Objective
Set out every one of the lines below as a numbered list, leaving out any blank lines.
^^^^^^^^
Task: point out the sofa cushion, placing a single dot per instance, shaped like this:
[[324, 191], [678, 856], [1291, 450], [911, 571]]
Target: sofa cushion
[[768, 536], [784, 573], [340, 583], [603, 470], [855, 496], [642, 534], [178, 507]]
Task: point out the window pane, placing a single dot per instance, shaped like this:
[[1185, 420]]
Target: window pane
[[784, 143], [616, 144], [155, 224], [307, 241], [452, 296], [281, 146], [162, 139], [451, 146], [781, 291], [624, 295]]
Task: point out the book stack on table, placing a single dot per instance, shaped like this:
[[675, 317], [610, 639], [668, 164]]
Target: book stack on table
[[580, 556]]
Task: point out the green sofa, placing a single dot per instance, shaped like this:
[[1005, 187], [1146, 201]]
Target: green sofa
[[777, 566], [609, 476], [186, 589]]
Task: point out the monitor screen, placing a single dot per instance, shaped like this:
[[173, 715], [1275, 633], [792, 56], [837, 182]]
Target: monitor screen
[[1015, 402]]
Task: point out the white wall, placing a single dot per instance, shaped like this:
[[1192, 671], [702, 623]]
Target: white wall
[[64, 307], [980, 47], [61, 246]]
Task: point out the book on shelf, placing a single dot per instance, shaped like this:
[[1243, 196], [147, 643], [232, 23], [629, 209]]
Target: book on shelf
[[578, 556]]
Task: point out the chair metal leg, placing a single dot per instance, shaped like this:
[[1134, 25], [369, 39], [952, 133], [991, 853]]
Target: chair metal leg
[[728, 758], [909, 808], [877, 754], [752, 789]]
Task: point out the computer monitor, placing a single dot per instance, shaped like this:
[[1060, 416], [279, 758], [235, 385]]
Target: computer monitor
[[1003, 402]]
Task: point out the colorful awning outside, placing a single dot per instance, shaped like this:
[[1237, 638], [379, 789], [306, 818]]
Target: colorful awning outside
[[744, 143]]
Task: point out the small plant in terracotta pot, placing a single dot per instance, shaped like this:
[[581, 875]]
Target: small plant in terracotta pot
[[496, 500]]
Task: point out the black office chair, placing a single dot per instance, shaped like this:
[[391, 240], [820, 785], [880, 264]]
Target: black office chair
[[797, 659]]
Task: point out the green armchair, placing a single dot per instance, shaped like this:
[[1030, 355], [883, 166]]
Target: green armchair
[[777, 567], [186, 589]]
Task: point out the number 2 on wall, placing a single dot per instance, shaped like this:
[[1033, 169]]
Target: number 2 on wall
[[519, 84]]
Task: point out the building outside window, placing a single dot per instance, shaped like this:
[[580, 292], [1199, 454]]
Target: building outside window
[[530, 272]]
^^^^^^^^
Full answer
1. Task: point out the sofa cushion, placing a single dot per instance, shaped like this:
2. [[324, 191], [678, 856], [1291, 450], [911, 571]]
3. Target: sofa cushion
4. [[768, 536], [784, 573], [340, 583], [603, 470], [855, 496], [642, 534], [178, 507]]
5. Task: point out the window pane, placing a single dot per instance, shaped like this:
6. [[1185, 420]]
7. Target: window pane
8. [[784, 143], [616, 144], [155, 224], [307, 241], [452, 296], [281, 146], [162, 139], [451, 146], [781, 291], [624, 295]]
9. Task: point out the book stack on table, placing a single dot per instance, shaped like this:
10. [[675, 317], [610, 639], [668, 164]]
11. Target: book stack on table
12. [[580, 556]]
13. Task: point out the green sofa, placing a single dot per instance, shaped like this:
14. [[1005, 187], [1146, 201]]
15. Target: green sofa
16. [[777, 566], [609, 476], [186, 589]]
17. Task: point out the monitor screen, placing a single dot per instance, shaped like this:
18. [[173, 715], [1275, 633], [792, 56], [837, 182]]
19. Target: monitor screen
20. [[1015, 402]]
21. Task: point out the white wall, placing a single dot per instance, shaped like this:
22. [[1192, 671], [702, 623]]
23. Target: white wall
24. [[64, 307], [980, 47], [61, 246]]
25. Task: point out the book on shelf, placing a single dot per instance, shaped like this:
26. [[1243, 196], [147, 643], [232, 23], [629, 209]]
27. Target: book on shelf
28. [[578, 556]]
29. Task: point out the chair metal leg, placing a single dot per instance, shaped like this:
30. [[1134, 25], [369, 39], [952, 133], [991, 853]]
31. Target: chair metal leg
32. [[728, 758], [909, 808], [877, 754], [752, 789]]
33. Task: point out the computer monitor, placing a single dot per instance, shaped like this:
34. [[1060, 416], [279, 758], [235, 385]]
35. Target: computer monitor
36. [[1003, 402]]
37. Task: point out the colorful awning outside, placing a single dot per instance, shaped like this:
38. [[1237, 638], [379, 789], [306, 818]]
39. Target: colorful awning outside
40. [[744, 143]]
41. Task: point out the small plant in terracotta pot, placing a single dot per instance, shaped like this:
42. [[581, 875]]
43. Target: small plant in terracotta pot
44. [[496, 500]]
45. Task: point out the black office chair, placing a single dot per instance, shaped like this:
46. [[391, 240], [820, 785], [880, 264]]
47. Target: black office chair
48. [[797, 659]]
49. Task: point out the green armchair, placing a single dot per instance, shaped like this:
50. [[1030, 355], [883, 166]]
51. Target: green armchair
52. [[777, 567], [186, 589]]
53. Task: point out the number 2 on wall, placing a single dot per instance, shaped like this:
54. [[1033, 169]]
55. Target: number 2 on wall
56. [[519, 84]]
57. Task: point out the building outside window, placing a single dot per instance, shaped like this:
58. [[580, 292], [1199, 454]]
59. Target: building outside window
60. [[530, 272]]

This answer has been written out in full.